▶ Work to do:
Please reproduce verbatim the lines of the listing below, starting at the line that contains "One pin marks each instance of the bottle mouth" and ending at the line that contains "x=588 y=261", with both of those lines included.
··· Records shown ···
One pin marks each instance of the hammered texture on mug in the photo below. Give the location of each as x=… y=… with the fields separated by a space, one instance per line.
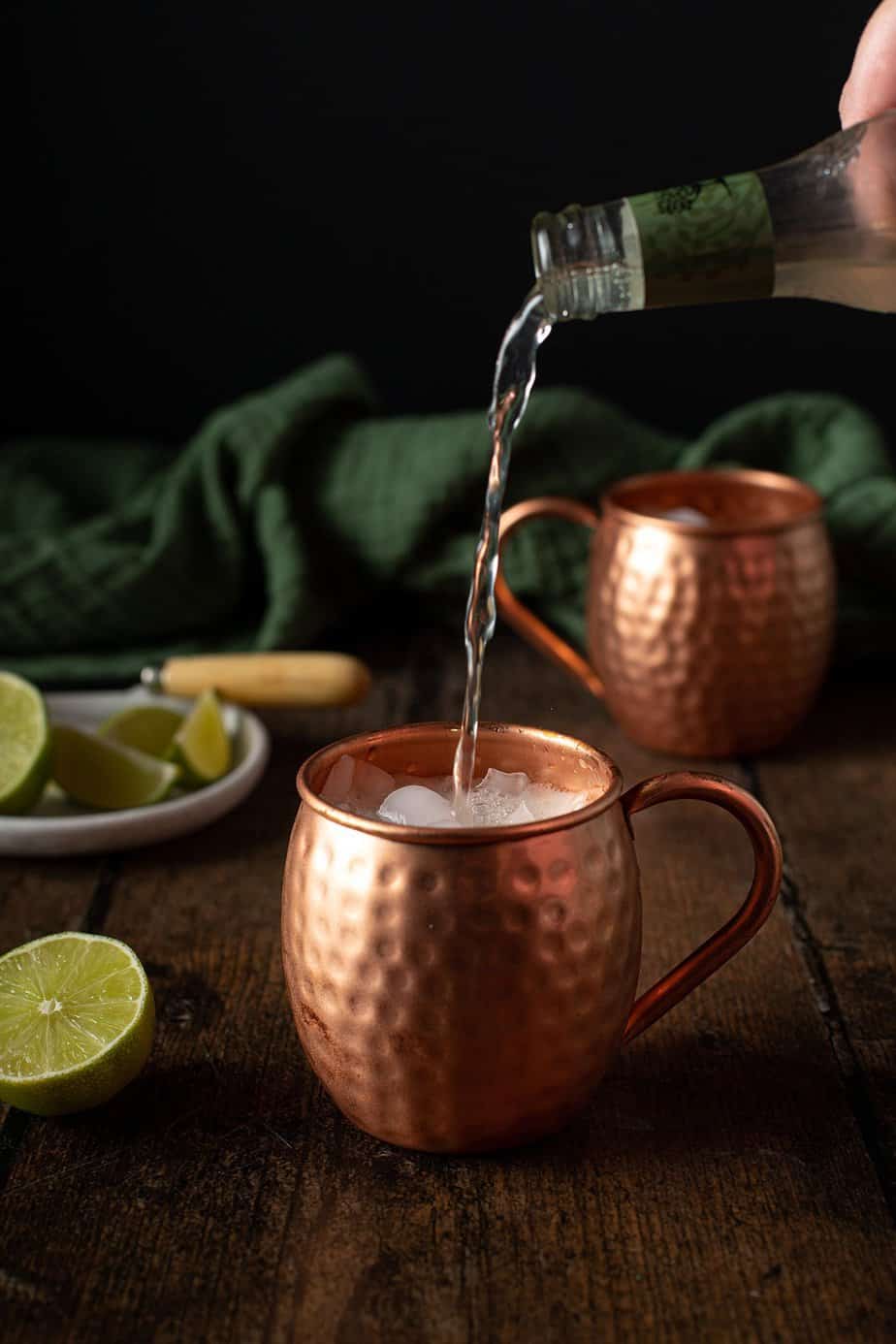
x=710 y=644
x=461 y=998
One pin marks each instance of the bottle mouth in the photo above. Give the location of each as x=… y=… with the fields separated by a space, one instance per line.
x=588 y=261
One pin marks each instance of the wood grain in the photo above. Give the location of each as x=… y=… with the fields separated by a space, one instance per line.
x=719 y=1187
x=834 y=796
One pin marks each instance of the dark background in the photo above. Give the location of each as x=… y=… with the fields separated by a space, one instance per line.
x=199 y=198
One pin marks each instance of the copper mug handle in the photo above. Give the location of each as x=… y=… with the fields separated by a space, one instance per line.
x=728 y=940
x=524 y=622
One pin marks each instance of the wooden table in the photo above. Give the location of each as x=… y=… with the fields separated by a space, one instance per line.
x=734 y=1177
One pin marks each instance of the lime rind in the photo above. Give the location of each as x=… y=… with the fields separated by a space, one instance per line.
x=51 y=985
x=202 y=746
x=107 y=776
x=24 y=745
x=145 y=727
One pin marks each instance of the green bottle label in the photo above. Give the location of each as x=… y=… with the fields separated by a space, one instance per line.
x=707 y=242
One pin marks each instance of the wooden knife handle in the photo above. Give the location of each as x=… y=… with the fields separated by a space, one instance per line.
x=306 y=681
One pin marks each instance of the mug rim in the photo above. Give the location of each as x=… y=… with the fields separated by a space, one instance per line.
x=450 y=836
x=778 y=481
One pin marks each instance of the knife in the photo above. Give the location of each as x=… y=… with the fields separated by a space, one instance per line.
x=304 y=681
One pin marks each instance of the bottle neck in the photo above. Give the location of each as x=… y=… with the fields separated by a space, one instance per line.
x=816 y=226
x=704 y=242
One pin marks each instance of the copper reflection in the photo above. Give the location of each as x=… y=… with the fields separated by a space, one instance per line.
x=466 y=989
x=705 y=640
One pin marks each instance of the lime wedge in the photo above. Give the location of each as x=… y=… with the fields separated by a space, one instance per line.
x=202 y=746
x=146 y=727
x=77 y=1022
x=104 y=775
x=24 y=745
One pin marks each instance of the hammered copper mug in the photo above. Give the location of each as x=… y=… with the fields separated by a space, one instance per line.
x=463 y=991
x=705 y=639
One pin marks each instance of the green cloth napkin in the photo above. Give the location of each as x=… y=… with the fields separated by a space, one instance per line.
x=302 y=508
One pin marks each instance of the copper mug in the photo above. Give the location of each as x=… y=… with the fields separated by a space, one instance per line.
x=705 y=639
x=461 y=991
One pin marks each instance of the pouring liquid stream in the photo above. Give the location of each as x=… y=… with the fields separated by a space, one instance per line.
x=513 y=379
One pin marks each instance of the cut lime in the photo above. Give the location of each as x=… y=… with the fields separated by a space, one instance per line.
x=24 y=745
x=77 y=1022
x=202 y=746
x=104 y=775
x=146 y=727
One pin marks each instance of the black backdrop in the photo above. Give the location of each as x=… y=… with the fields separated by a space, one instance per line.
x=201 y=197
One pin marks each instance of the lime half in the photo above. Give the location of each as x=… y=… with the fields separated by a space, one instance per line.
x=104 y=775
x=77 y=1022
x=24 y=745
x=201 y=746
x=146 y=727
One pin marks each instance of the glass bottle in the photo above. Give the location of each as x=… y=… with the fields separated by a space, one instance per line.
x=816 y=226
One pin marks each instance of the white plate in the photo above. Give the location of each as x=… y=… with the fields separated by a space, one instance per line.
x=59 y=827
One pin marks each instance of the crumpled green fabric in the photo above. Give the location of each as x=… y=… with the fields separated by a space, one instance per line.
x=302 y=509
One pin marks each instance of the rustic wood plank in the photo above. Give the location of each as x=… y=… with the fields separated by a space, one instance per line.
x=833 y=790
x=717 y=1188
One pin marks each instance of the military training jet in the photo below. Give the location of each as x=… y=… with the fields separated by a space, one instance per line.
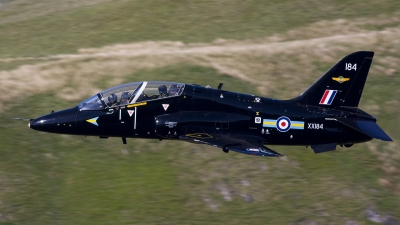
x=324 y=116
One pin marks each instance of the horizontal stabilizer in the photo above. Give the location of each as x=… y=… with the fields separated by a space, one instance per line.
x=367 y=127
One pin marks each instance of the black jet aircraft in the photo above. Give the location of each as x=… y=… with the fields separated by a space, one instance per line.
x=324 y=116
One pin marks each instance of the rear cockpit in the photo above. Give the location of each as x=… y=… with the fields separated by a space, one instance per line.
x=131 y=93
···
▶ Expected answer:
One pin marks each instance of the bottle mouth in the photo above. Give the location of each as x=… y=… with the fields separated by a space, one instance per line.
x=588 y=261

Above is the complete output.